## Text segment:
^^^^^^^^

A Few Easy Tips On Sustainable Gardening from Gardener Rob Sperl
Rob Sperl lives on a quiet street in Warrenville, Illinois. His garden is young and still developing its roots. Rob invited me to his home a while ago to visit and I was delighted to spend time with him on his back porch patio learning about what makes his garden “tick”.
Rob works for the Wheaton Park District as the Director of Planning and has a very strong background in Land Management and Landscape Architecture. Among his many community achievements, he is also the Chairman for the Friends of Warrenville Parks and is very interested in conservation and nature as it applies to the community. After many years and a few homes, he has fallen in love with gardening, particularly gardening around his latest home – a Cape Cod – which he shares with his wife, Katie.

^^^^^^^^

## Data segment:
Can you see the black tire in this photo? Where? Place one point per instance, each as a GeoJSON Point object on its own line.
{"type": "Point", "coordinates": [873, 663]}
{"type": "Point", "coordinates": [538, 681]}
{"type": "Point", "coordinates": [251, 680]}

^^^^^^^^

## Task list:
**a)** In the profile of gardener Rob Sperl, what position does Rob hold at the Wheaton Park District?
**b)** Rewrite part of the profile of gardener Rob Sperl, starting at the words "Rob works for" and ending after "his wife, Katie.", with "Cape Cod" replaced by "ranch house".

## Answers by item number:
**a)** Director of Planning

**b)**
Rob works for the Wheaton Park District as the Director of Planning and has a very strong background in Land Management and Landscape Architecture. Among his many community achievements, he is also the Chairman for the Friends of Warrenville Parks and is very interested in conservation and nature as it applies to the community. After many years and a few homes, he has fallen in love with gardening, particularly gardening around his latest home – a ranch house – which he shares with his wife, Katie.